### THE TASK
Print again, word for word, all of the records below, and leave the pictures out.

### DATA TO EXAMINE

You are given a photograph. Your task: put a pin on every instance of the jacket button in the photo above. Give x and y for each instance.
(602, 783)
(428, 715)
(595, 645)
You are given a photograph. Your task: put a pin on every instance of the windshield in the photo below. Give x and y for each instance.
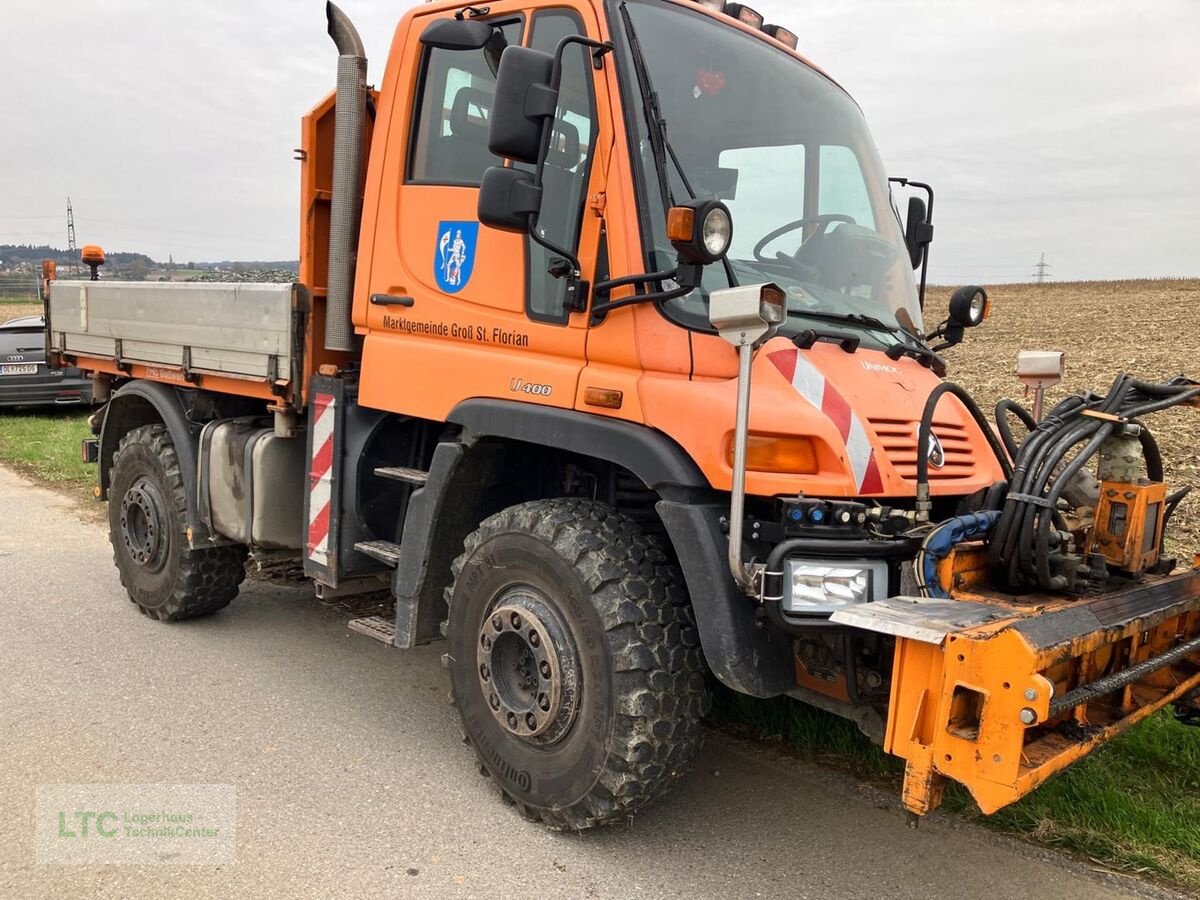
(787, 150)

### FINISHED EXERCISE
You are given a photograph. Your task: put a pin on every instance of the jacket button in the photo above. Give x and y for each instance.
(602, 783)
(428, 715)
(595, 645)
You are given a photograph. Your task: put a pin on every instance of the windshield in the photo below. Give x and y for each instance.
(787, 150)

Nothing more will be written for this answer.